### What is being asked
Write out all of the records below word for word, and leave the pictures out of your answer.

Records in a dataset
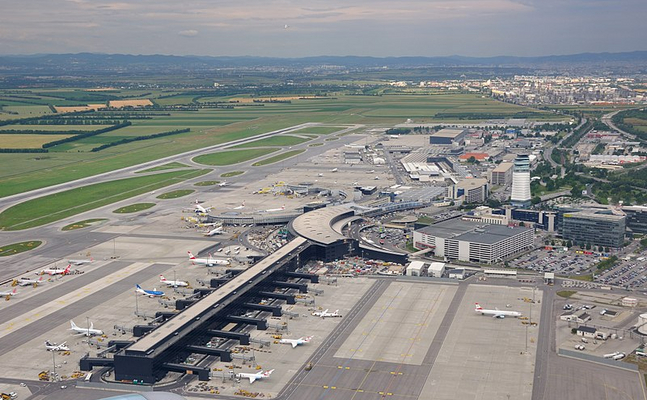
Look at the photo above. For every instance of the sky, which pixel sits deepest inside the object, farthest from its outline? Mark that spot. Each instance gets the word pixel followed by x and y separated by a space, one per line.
pixel 300 28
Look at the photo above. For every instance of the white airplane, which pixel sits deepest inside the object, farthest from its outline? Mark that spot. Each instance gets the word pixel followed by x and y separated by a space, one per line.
pixel 275 209
pixel 496 313
pixel 325 313
pixel 56 347
pixel 55 271
pixel 85 331
pixel 296 342
pixel 201 210
pixel 80 262
pixel 215 231
pixel 254 377
pixel 173 283
pixel 28 281
pixel 8 294
pixel 209 262
pixel 149 293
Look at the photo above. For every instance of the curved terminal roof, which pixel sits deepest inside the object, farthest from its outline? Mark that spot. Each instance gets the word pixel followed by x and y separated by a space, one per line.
pixel 317 225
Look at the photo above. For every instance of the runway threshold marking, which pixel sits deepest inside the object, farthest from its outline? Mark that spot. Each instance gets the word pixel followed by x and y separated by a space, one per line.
pixel 46 309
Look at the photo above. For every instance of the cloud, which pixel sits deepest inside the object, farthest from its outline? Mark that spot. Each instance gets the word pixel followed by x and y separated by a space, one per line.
pixel 188 33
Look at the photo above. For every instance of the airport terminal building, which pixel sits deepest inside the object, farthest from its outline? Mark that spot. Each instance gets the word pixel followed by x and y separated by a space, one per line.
pixel 456 239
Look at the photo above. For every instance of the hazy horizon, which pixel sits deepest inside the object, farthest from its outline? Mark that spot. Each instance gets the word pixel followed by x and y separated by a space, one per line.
pixel 291 29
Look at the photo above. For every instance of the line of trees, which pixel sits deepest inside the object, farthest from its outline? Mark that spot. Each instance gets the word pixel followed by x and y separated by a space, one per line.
pixel 138 138
pixel 87 134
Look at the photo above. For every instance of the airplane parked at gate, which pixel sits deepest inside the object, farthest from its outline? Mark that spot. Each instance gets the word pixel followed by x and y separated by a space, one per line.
pixel 209 262
pixel 253 377
pixel 56 271
pixel 8 294
pixel 28 281
pixel 296 342
pixel 201 210
pixel 56 347
pixel 149 293
pixel 173 283
pixel 496 313
pixel 215 231
pixel 325 314
pixel 80 262
pixel 85 331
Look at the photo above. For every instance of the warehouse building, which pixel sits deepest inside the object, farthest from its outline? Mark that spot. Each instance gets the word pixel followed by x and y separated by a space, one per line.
pixel 502 174
pixel 455 239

### In response
Look at the photo above. For every instance of the sky, which pixel sits deepest inside the object, farthest from its outline? Mark that spot. Each instance gets the word pixel followed by x and y separated by a space, one per line.
pixel 300 28
Look at the photo above. For every instance of the white airplane, which pixel sits deepest inside the object, farthest from its outline? Mark that spot. Each instance gets the word pixel followed by x and y separated by a space, one per line.
pixel 275 209
pixel 496 313
pixel 325 313
pixel 56 347
pixel 55 271
pixel 85 331
pixel 296 342
pixel 201 210
pixel 80 262
pixel 215 231
pixel 254 377
pixel 173 283
pixel 28 281
pixel 8 294
pixel 209 262
pixel 149 293
Look at the photo above. For every instance of the curved terminal roof, which pixel sits deepest inside the object, farthest from its outline? Mark that spot. Each instance gets the word pixel followed by x and y separated by a space, one per line.
pixel 317 225
Look at the photo above. For every instance of the runway threshold marking, which pixel sits deepest inside the object, farthest from its outline? Mark that spot. Each instance gets the word pixel followed by x and y separated by a space, one per line.
pixel 46 309
Look at the photo above. For every instance of the cloud, which pixel sits deepest inside the object, farthest from its outline? Mark that spot. Each instance gets the word pixel followed by x and y separated by a space, one per line.
pixel 188 33
Look at the photo above. For every instance of the airport terminal building, which pixel sits deepest inside the object, farthest from its outline? Mark that spot. Each instance gets the word pixel followed by x and y separated by a space, one per line.
pixel 456 239
Look at the photo above. For every instance of the hazy horizon, which pixel sits deepest inside the object, farthest from its outline? Mark that spot. Each instance gets the word pixel followed by x and y separated by a space, one per line.
pixel 291 29
Look at the photo above. For every instance of the line of trees, which pixel sits deepest inside the object, farthest from its outline? Mark that spot. Each instance gets the word pixel followed by x and y separated by a space, one per line.
pixel 138 138
pixel 87 134
Look at the photo above. For every instance of the airplane parked at gate, which pixel sits deepest inside the object, farthest from its outline? Mark that spot. Each instance gets the word pixel followed by x and y separated by a space, one per line.
pixel 209 262
pixel 253 377
pixel 56 271
pixel 8 294
pixel 28 281
pixel 296 342
pixel 201 210
pixel 56 347
pixel 149 293
pixel 173 283
pixel 496 313
pixel 215 231
pixel 325 314
pixel 80 262
pixel 85 331
Look at the photo above. For every instance of the warehouse building, which pixel sits deepest inside the object, farthest from its outline? Mark that spot. Each instance gets the word pixel followed by x and y separated by a space, one per line.
pixel 502 174
pixel 455 239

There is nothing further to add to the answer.